All of the material below is to be retyped exactly.

Dataset entries:
---

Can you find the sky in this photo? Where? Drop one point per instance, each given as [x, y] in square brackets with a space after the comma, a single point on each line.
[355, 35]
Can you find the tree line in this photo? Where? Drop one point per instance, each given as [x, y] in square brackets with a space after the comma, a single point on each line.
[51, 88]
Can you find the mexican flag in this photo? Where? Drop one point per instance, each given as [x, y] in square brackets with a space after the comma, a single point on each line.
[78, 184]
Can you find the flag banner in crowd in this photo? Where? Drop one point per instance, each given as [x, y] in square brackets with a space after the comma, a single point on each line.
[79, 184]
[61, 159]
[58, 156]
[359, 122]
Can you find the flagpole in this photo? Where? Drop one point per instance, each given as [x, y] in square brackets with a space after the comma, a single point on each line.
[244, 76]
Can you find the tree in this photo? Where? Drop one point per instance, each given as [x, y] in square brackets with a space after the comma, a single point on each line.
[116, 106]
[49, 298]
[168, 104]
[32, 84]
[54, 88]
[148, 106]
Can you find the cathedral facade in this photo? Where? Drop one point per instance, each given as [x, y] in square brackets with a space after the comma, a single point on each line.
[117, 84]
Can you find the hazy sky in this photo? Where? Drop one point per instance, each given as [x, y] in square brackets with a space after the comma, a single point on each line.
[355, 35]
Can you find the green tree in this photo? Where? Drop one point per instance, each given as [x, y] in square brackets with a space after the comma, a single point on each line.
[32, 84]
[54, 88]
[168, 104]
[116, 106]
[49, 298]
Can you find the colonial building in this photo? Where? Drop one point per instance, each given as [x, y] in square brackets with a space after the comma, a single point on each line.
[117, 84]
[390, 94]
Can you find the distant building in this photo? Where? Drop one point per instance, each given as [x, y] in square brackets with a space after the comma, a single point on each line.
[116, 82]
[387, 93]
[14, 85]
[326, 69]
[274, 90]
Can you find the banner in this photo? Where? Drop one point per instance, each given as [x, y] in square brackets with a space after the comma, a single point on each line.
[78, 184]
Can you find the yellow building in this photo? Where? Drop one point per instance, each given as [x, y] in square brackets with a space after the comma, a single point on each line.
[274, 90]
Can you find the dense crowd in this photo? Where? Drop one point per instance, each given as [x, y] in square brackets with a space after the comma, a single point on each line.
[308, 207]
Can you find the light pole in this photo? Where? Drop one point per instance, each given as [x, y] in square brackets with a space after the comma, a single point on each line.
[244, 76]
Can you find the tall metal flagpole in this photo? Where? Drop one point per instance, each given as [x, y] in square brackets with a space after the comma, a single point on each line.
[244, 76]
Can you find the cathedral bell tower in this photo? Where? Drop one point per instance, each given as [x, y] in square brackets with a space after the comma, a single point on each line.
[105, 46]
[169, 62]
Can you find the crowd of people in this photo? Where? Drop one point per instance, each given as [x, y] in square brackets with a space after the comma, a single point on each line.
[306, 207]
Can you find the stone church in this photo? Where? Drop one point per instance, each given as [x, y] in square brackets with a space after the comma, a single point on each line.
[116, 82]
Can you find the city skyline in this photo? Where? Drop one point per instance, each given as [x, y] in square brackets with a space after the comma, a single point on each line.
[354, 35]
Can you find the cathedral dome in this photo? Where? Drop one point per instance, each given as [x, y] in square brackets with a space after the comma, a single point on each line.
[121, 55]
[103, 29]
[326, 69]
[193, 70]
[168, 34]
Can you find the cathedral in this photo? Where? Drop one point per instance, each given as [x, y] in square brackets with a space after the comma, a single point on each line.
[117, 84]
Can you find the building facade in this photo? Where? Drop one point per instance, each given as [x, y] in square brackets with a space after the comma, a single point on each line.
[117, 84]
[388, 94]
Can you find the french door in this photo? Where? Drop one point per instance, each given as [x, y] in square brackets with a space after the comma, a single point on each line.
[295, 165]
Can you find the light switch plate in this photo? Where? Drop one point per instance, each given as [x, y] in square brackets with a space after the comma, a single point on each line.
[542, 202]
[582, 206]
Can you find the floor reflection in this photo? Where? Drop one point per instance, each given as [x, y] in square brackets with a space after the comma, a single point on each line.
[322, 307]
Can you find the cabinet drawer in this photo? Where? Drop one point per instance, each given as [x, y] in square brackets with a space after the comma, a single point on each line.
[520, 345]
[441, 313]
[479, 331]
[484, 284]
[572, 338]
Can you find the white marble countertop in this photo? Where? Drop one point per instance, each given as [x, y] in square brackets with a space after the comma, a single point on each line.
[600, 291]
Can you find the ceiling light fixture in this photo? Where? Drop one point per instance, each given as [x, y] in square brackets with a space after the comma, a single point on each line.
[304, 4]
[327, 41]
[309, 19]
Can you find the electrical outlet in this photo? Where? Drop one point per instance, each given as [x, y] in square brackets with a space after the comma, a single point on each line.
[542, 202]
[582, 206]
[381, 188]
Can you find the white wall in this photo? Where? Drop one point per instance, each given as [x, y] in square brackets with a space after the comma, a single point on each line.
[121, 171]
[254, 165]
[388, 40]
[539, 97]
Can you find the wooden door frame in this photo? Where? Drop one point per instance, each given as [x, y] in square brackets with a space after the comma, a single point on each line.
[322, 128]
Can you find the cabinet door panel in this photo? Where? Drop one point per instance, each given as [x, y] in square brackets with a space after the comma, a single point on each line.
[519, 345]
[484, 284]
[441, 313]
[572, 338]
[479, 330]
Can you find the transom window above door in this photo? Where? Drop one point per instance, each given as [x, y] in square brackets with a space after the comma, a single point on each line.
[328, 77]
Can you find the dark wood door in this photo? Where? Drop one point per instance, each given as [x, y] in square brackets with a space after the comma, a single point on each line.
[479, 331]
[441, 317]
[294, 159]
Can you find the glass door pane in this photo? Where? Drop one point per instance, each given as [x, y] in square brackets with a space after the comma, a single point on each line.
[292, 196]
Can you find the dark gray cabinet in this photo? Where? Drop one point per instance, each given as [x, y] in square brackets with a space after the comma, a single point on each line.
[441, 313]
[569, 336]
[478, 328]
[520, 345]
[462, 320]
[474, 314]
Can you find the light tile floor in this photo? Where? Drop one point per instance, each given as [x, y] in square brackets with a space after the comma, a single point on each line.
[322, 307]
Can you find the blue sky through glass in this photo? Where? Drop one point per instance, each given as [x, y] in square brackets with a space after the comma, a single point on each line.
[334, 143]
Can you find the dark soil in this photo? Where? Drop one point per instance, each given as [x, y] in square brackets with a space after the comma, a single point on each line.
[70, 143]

---

Exercise response:
Can you find the sky in this photo? Where? Drop one point per instance, each given as [x, y] in square brackets with a space after the comma, a single point on each line.
[355, 35]
Can you find the tree line in this photo? Where? Drop one point per instance, each given as [x, y] in square brackets with a space after the comma, a single point on each line.
[51, 88]
Can you find the mexican flag in this photo? Where? Drop one point per instance, each given as [x, y] in square brackets with a space after the comma, a single point on each line.
[78, 184]
Can you find the flag banner in crowd in this photo? Where? Drop one point per instance, each given as [x, y] in square brackets with a space after the comma, a single point on each line.
[79, 184]
[61, 159]
[58, 156]
[359, 122]
Can you find the flagpole in this photo? Where? Drop one point per instance, each given as [x, y] in square brackets with a space after the comma, a single point on each line.
[244, 76]
Can you find the tree in this photo? Where? Drop one point per instance, each given as [x, y] in square brackets with a space after the comma, a single point on each line.
[116, 106]
[49, 298]
[168, 104]
[32, 84]
[54, 88]
[148, 106]
Can you find the cathedral facade in this photo? Where? Drop one point per instance, each given as [x, y] in square brackets with a space after the comma, a single point on each line.
[117, 84]
Can you find the hazy sky in this photo? Where? Drop one point per instance, each given as [x, y] in square brackets with a space after the comma, a single point on each line.
[355, 35]
Can you find the green tree in this photo? Where? Drop one point per instance, each given as [x, y] in square brackets with a space after the comma, a single point on each line.
[32, 84]
[54, 88]
[168, 104]
[116, 106]
[49, 298]
Can you find the colonial building in this photo? Where? Drop one point per instance, each given as [x, y] in square brackets with a space after the comma, a single point on each line.
[117, 84]
[390, 94]
Can you find the distant building in this photo? Where? Drop one point per instance, each given as [x, y] in square brackets with a space after the comma, a single point on each line.
[116, 82]
[387, 93]
[14, 85]
[326, 69]
[274, 90]
Can you find the banner in this photo? Where? Drop one point per instance, each given as [x, y] in square brackets with a space after the comma, a single point on each line.
[78, 184]
Can you find the yellow building in this photo? Where? Drop one point per instance, each given as [x, y] in square brackets with a space after the comma, a single point on each line.
[274, 90]
Can you find the dense crowd in this photo? Where? Drop one point per instance, each given as [x, y] in square brackets with a space after the comma, a single point on each line.
[308, 207]
Can you find the light pole in this photo? Where? Drop one point per instance, each given as [x, y] in square brackets with a space after the comma, a single point on each line.
[244, 76]
Can you find the tall metal flagpole in this photo? Where? Drop one point per instance, each given as [x, y] in square brackets with a space after the comma, a single point on each line.
[244, 76]
Can you find the cathedral bell tower in this photo? Where? Drop one point per instance, each given as [x, y] in square brackets with a space after the comma, a single point on each line.
[105, 46]
[169, 62]
Can you find the crowd of people in this photo? Where? Drop one point per instance, each given as [x, y] in square brackets with a space after the comma, a single point on each line.
[306, 207]
Can you find the stone church in this photo? Where? Drop one point per instance, each given as [x, y] in square brackets with a space after the comma, a single point on each line.
[116, 82]
Can you find the city skyline in this photo? Where? Drop one point per instance, each given as [x, y] in square brackets with a space after the comma, a single point on each line.
[354, 35]
Can you find the cathedral dome in this photo? Where? Drop one point per instance, each given as [x, y] in square brackets with a space after the comma, a single point on each line.
[121, 55]
[103, 29]
[326, 69]
[193, 70]
[168, 34]
Can you find the cathedral in this photo? Where? Drop one point per instance, each given as [x, y] in square brackets with a space after the comma, a single point on each line.
[117, 84]
Can you find the building facade in this photo? Where? Drop one point per instance, each given as [x, y] in square brackets with a space after the comma, a single point on each line.
[117, 84]
[388, 94]
Can you find the french door in this photo? Where? Drop one point per instance, each given as [x, y] in square brackets with a space after the comma, a single point on each line.
[295, 165]
Can you find the light switch plate in this photo? Where? Drop one point per instance, each given as [x, y] in square brackets with a space after the comma, a single point on each line.
[542, 202]
[582, 206]
Can you find the floor reflection in this photo? Where? Drop one point per instance, each given as [x, y] in square brackets with a space after the comma, a single point on each line.
[322, 307]
Can you find the cabinet drawer in this photo? Where? Drop one point per instance, each given as [x, y] in square brackets with a space after the comma, a single point on each line.
[520, 345]
[441, 313]
[479, 331]
[484, 284]
[572, 338]
Can you find the white marble countertop in this photo? Where? Drop one point per instance, each given as [x, y] in square brackets with a space after the comma, a single point on each line.
[600, 291]
Can you find the ceiling light fixture in this photo? Where? Drop one point per instance, each given as [x, y] in square brackets with a space after the comma, a single point on each line.
[304, 4]
[327, 41]
[309, 19]
Can you find the electrical outlet in this photo? Where? Drop one point per instance, each given as [x, y] in square brackets with a space after the comma, a single point on each line.
[542, 202]
[582, 206]
[381, 188]
Can you find the white wall in this photo? Where? Drop one point per instance, each given as [x, y] in square brackets with a space after the comma, a single point on each line.
[121, 171]
[254, 165]
[388, 40]
[539, 97]
Can you find the wooden door frame in this photo? Where? Drop one point per instance, each given as [x, y] in square brackets with a space after the comma, a single point on each line.
[322, 128]
Can you find the cabinet door panel in this photo? Where? Drop one point per instance, each given as [x, y] in square brackets with a space after the comma, a single point on each line.
[519, 345]
[484, 284]
[441, 313]
[572, 338]
[479, 330]
Can you find the transom window above door in this photo? Where? Drop one point per instance, each given as [x, y] in square brackets with a space after the comma, a single point on each line.
[328, 77]
Can you find the dark wood door in this photo? Where? Drop one point per instance, each given as [x, y] in square brackets with a space after the comma, a single point on each line.
[479, 331]
[441, 317]
[294, 159]
Can you find the glass door pane in this photo? Where? Drop one point per instance, each given as [x, y] in square brackets with a space after the comma, a single point on each line.
[292, 196]
Can you find the dark gray cabinet in this photo? Where? Drop one point per instance, each given as [x, y] in square brackets with a space after the comma, a single point on each line.
[441, 313]
[569, 336]
[478, 328]
[520, 345]
[462, 320]
[474, 314]
Can you find the light tile floor in this photo? Where? Drop one point per instance, each given as [x, y] in square brackets with a space after the comma, a single point on each line.
[322, 307]
Can you find the blue sky through glass in this photo? Where? Drop one point per instance, each given as [x, y] in square brackets with a space after the comma, a single point on each line.
[334, 143]
Can you find the dark soil in this photo? Where? Drop one point per instance, each given as [x, y] in square brackets with a space after the comma, a single point on each line.
[70, 143]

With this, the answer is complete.